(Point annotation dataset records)
########

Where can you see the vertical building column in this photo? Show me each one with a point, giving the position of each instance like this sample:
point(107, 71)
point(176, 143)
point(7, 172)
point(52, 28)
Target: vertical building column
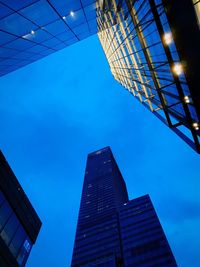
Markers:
point(184, 25)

########

DIRECTIONS FOR THIS TASK → Retype the whole listing exactly and leave the pictures out.

RESPONSE FOR THIS EXERCISE →
Where can you see the vertical building column in this photo? Show me each one with a point, giving the position of each instance like this sample:
point(107, 71)
point(176, 143)
point(7, 172)
point(52, 28)
Target: vertical building column
Markers:
point(184, 25)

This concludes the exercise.